### Provided text
## begin
If the speeches in Thucydides were brought under a technical classification, the Funeral Oration would be the only example of the "panegyrical" or epideictic class; the pleading of the Plataeans and Thebans before the Spartan Commissioners might possibly be called "forensic"; and all the other speeches would be in some sense "deliberative." But such a classification, besides being rather forced, does not correspond to any real differences of structure or form. If the speeches are to be viewed in their literary relation to the History, it is enough to observe that the addresses of leaders to their troops may be regarded as practically forming a class apart.

The right of an adult citizen to attend the debates of the Ecclesia must have been acquired by Thucydides many years before the war began. From its very commencement, as he says, he had formed the purpose of writing its history. There is every probability that he had heard most or all of the important discussions which took place in the Ecclesia between 433 and 424 B.C. It was in 423 B.C., or at the end of the year before, that his exile of twenty years from Athens began. Thence we can name some at least of the speeches to which he probably refers as heard by himself … and not merely reported to him. Such would be the addresses of the Corcyrean and Corinthian envoys, when they were rival suitors for the Athenian alliance in 433 B.C.; the speeches of Pericles; the debate on Mitylene in 427 B.C.; and the speech of the Lacedaemonian envoys in 425 B.C., making overtures of peace to Athens. If he was not present on all these occasions, still, as a resident citizen, he would have exceptional facilities for obtaining a full and accurate account. Taking this group of speeches first, then, we may consider how far they are apparently historical in substance, or show traces of artificial treatment.

After giving the addresses of the envoys from Corcyra and Corinth in 433 B.C., Thucydides notices the course of the debate in the Ecclesia. Two sittings were held. At the first, he says, the Athenians inclined to the arguments of the Corcyreans, and were disposed to conclude an alliance both offensive and defensive; at the second they repented of this, but decided to conclude a defensive alliance. The considerations which prevailed with them were, that war was unavoidable in any case; that the Corcyrean navy must not be allowed to pass into the hands of the Corinthians; and that Corcyra was a useful station for coasting voyages. These three arguments are just those on which the Corcyrean speech, as given by Thucydides, chiefly turns. The circumstantial account of the debate in the Ecclesia cannot be treated as fictitious. Either, then, Thucydides has given the substance of the arguments really used by the Corcyreans, or he has ascribed to them arguments used on their side by Athenian speakers in the Ecclesia. Now the speech of the Corinthian envoys has at least one mark of substantial authenticity: the references to benefits conferred on Athens by Corinth in the matters of Samos and Aegina would certainly have occurred to a Corinthian envoy more readily than to an Athenian writer. In both the Corcyrean and the Corinthian speech it seems probable that Thucydides has given the substance of what was really said, though he may have added touches from his recollections of the subsequent debate in the assembly. Similar is the case of the speech made by the Lacedaemonian envoys at Athens in 425 B.C. The historian's comment on it is as follows: "The Lacedaemonians spoke at such length [i.e. for Spartans], in the belief that the Athenians had previously desired a truce, and had been hindered only by Spartan opposition; so that, when peace was offered, they would gladly accept it, and restore the men." This clearly implies that the speech ascribed to the envoys—which Thucydides may well have heard—is historical in substance.
## end
### Problems to solve
a - In the passage on the speeches in Thucydides, when did his twenty-year exile from Athens begin?
b - Reproduce the section of the passage on the speeches in Thucydides starting at "If the speeches in" and ending at "a class apart.".

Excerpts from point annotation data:
## begin
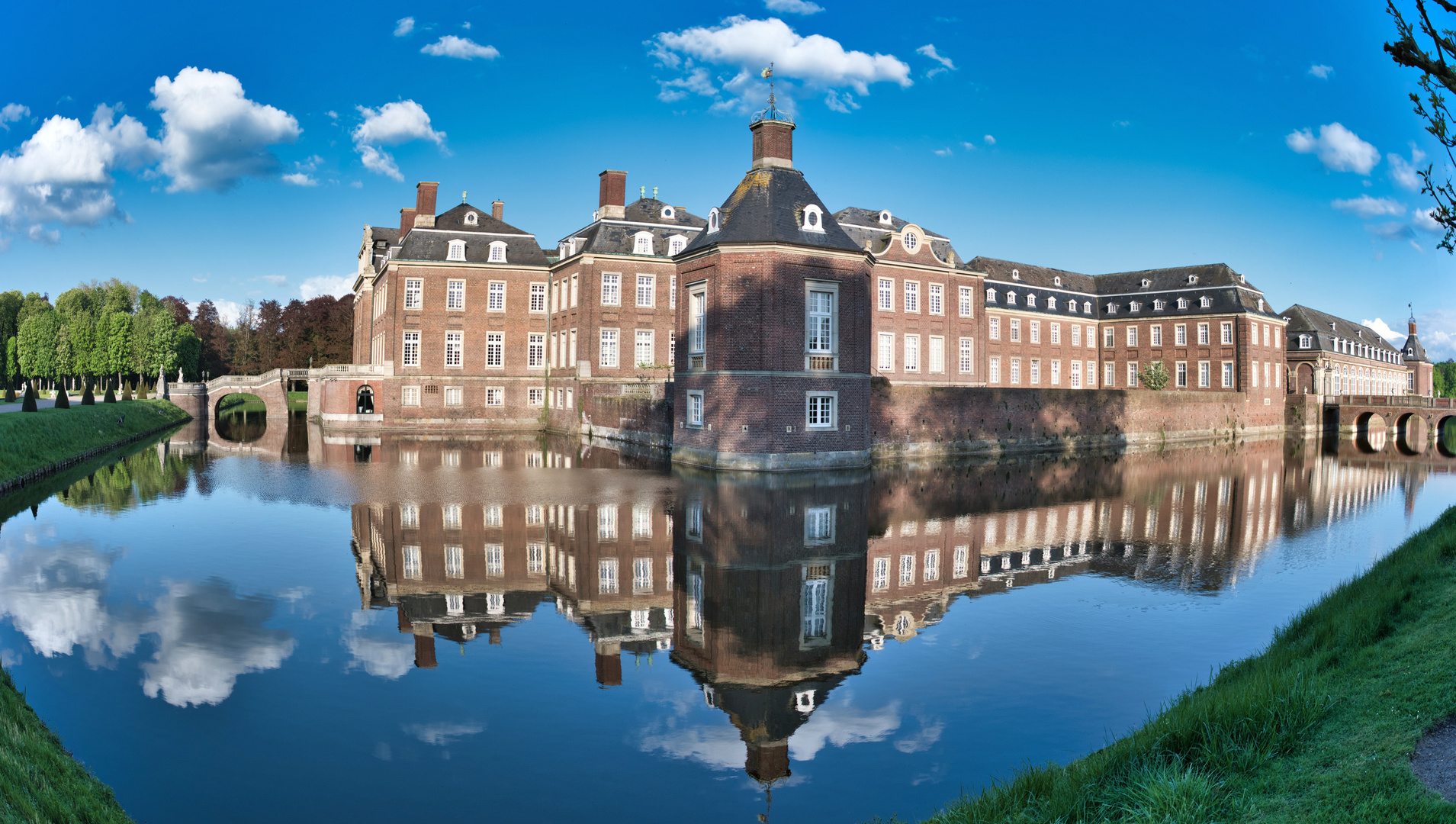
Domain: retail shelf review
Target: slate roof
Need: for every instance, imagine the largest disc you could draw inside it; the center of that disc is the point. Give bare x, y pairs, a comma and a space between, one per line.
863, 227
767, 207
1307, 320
## end
### Exercise results
a - In 423 B.C., or at the end of the year before.

b -
If the speeches in Thucydides were brought under a technical classification, the Funeral Oration would be the only example of the "panegyrical" or epideictic class; the pleading of the Plataeans and Thebans before the Spartan Commissioners might possibly be called "forensic"; and all the other speeches would be in some sense "deliberative." But such a classification, besides being rather forced, does not correspond to any real differences of structure or form. If the speeches are to be viewed in their literary relation to the History, it is enough to observe that the addresses of leaders to their troops may be regarded as practically forming a class apart.